§ **Exercise directions**
Pick out every line in the material below that contains the word "door" and copy each of those lines.

Object location annotation data
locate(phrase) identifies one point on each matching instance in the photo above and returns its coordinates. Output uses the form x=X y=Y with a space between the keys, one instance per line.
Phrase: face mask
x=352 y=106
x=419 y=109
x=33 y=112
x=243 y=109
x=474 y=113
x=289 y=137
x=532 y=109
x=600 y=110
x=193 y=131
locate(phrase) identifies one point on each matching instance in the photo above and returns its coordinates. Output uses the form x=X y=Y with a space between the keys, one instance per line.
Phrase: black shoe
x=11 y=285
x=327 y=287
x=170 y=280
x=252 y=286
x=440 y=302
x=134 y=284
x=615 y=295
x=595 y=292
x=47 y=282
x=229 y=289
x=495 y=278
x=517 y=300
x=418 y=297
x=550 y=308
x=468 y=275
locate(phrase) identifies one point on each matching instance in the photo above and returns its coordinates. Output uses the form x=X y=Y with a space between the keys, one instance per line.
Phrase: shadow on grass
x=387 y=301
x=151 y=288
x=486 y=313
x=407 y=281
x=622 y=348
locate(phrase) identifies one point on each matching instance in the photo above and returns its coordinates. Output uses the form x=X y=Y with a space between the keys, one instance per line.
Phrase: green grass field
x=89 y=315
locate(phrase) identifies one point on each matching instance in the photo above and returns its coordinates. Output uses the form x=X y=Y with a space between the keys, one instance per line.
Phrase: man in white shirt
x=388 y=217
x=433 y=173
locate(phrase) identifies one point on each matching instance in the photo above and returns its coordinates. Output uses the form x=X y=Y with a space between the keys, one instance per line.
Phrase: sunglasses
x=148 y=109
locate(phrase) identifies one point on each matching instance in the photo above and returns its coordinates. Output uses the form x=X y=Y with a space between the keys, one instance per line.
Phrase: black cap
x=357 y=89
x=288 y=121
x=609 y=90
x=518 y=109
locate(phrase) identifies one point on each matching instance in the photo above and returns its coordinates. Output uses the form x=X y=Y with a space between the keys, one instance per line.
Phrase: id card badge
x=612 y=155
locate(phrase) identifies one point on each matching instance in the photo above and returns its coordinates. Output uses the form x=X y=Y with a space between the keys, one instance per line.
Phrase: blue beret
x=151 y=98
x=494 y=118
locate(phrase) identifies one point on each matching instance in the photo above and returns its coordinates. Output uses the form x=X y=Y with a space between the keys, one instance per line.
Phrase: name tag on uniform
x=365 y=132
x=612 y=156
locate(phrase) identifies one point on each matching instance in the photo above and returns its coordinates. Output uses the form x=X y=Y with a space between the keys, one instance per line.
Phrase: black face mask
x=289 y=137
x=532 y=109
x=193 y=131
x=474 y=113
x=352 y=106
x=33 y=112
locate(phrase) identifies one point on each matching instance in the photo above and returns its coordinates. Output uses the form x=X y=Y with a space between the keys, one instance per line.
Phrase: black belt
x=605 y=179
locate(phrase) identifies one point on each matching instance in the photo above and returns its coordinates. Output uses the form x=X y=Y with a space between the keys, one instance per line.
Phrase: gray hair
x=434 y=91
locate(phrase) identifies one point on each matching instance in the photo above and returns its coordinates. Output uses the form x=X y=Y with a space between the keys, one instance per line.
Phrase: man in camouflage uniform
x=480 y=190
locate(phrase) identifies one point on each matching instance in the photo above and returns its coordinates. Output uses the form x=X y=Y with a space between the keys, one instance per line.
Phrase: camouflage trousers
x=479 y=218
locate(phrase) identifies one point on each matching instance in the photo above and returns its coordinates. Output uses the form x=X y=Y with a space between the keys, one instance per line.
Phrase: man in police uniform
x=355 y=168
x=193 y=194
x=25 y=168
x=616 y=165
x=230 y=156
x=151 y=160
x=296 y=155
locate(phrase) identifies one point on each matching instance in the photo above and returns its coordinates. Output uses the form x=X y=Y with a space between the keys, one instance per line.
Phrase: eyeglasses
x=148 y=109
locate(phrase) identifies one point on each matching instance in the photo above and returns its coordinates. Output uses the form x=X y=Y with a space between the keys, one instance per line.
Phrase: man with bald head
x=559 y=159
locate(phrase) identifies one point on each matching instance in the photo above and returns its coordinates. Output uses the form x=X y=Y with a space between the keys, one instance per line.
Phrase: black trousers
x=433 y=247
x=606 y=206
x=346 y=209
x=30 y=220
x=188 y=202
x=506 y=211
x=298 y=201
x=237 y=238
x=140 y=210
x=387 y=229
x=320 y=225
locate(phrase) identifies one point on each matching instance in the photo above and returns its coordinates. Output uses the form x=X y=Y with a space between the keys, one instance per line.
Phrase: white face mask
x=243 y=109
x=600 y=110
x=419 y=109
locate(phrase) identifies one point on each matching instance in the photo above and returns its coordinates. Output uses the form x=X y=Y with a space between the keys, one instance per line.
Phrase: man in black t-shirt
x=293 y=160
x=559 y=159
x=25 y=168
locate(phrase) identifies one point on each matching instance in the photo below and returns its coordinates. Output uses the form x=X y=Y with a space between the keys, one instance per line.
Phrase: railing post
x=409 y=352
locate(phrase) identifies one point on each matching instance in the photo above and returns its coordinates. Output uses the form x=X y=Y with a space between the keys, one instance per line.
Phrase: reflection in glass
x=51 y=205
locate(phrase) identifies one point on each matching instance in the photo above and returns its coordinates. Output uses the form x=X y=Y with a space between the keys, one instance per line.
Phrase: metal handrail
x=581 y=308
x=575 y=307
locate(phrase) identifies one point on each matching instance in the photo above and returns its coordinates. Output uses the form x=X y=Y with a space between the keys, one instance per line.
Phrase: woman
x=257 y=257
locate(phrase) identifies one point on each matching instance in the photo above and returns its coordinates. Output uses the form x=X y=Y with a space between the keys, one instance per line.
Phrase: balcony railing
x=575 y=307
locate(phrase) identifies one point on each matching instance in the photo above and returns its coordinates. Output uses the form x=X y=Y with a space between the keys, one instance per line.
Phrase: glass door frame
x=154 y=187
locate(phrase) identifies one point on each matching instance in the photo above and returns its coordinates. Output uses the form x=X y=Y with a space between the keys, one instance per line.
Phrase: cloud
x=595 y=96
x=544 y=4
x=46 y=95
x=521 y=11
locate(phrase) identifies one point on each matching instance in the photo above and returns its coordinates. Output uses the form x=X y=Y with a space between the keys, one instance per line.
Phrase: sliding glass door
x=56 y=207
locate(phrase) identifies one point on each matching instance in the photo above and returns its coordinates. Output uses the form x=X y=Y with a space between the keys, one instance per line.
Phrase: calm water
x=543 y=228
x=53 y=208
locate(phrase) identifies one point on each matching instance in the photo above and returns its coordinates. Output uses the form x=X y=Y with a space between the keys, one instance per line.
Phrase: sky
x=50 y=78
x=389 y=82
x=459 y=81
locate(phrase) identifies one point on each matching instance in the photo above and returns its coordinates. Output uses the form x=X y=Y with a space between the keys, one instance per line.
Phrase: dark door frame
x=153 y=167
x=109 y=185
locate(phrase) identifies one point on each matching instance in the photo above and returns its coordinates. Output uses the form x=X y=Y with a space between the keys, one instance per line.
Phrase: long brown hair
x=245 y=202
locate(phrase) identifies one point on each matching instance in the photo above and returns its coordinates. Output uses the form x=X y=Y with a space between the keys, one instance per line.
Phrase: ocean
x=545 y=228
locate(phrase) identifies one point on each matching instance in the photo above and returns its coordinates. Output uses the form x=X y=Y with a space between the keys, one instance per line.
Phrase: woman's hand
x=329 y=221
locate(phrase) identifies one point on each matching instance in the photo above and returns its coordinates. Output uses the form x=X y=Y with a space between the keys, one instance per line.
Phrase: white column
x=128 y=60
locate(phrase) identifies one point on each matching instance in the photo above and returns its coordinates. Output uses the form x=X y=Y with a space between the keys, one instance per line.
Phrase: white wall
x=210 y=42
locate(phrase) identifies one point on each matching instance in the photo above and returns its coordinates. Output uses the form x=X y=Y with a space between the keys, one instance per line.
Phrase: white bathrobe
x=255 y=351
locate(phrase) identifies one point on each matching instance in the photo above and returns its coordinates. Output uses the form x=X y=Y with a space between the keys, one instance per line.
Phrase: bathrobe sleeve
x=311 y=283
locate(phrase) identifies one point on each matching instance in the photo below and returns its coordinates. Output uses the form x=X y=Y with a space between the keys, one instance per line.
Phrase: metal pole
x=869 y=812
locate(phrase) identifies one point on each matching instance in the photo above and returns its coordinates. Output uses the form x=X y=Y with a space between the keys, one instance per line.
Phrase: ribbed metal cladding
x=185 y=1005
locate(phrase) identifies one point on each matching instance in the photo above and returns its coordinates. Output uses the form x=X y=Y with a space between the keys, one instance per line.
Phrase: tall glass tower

§ **Exercise solution**
Phrase: glass door frame
Phrase: sliding glass door
Phrase: dark door frame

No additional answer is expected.